- _Dataset entries_:
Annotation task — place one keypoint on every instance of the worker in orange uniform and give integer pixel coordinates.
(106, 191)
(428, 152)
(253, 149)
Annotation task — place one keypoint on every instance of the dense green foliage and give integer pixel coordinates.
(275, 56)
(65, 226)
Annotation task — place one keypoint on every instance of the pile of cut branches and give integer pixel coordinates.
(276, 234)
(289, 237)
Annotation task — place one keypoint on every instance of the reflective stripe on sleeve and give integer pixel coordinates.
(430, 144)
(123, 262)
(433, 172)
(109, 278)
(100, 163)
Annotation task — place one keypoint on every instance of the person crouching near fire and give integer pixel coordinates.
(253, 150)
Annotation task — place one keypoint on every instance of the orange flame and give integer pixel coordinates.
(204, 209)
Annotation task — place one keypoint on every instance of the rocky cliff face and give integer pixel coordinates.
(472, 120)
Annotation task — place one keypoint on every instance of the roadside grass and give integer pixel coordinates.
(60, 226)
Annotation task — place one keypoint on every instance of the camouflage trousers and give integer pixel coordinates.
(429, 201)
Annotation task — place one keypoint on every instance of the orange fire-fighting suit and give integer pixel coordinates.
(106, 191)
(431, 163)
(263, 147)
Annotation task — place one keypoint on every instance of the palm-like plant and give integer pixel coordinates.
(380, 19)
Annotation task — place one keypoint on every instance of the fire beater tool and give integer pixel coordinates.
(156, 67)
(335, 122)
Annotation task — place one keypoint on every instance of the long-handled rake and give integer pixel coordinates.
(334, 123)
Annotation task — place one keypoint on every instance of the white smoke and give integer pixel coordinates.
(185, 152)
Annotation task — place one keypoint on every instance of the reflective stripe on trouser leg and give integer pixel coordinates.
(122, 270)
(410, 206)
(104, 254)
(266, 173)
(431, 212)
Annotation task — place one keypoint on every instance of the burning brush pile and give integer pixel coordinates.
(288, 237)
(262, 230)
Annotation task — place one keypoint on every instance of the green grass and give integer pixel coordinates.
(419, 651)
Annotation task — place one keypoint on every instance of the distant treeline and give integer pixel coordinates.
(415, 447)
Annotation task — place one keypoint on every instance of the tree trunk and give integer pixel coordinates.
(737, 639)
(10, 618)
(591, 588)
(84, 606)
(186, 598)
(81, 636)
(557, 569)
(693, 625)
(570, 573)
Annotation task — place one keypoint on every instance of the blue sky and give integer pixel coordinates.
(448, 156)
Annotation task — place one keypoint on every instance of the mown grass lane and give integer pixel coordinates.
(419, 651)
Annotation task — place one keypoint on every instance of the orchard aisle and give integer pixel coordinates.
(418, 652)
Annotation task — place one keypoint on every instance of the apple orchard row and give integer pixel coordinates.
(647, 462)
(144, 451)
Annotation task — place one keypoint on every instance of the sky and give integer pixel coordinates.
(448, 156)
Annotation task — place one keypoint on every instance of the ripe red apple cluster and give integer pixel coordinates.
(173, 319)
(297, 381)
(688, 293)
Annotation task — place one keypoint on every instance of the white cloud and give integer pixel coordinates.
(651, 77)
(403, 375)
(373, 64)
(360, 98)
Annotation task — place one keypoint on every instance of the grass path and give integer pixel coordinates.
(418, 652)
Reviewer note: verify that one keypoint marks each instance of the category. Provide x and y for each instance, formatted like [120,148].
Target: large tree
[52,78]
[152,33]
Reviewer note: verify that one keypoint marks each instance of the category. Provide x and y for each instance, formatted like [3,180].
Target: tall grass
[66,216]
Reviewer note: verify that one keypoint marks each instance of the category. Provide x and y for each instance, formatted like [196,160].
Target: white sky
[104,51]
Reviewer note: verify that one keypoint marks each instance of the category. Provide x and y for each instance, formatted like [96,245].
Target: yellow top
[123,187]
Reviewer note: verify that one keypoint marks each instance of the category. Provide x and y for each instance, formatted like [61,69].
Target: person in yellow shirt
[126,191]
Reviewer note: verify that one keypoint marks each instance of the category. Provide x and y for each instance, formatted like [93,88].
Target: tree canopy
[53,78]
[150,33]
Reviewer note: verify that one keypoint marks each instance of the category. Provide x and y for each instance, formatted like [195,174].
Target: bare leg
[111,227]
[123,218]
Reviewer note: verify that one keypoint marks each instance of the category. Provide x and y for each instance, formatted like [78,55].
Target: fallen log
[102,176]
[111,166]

- _Exercise_: Starting at the line with "formatted like [78,55].", restate each line through the end of the records, both ends included, and stop there.

- _Response below_:
Reviewer note: verify that one keypoint marks each instance of the category. Provide x and y for each instance, formatted like [78,55].
Target: fallen log
[102,176]
[111,166]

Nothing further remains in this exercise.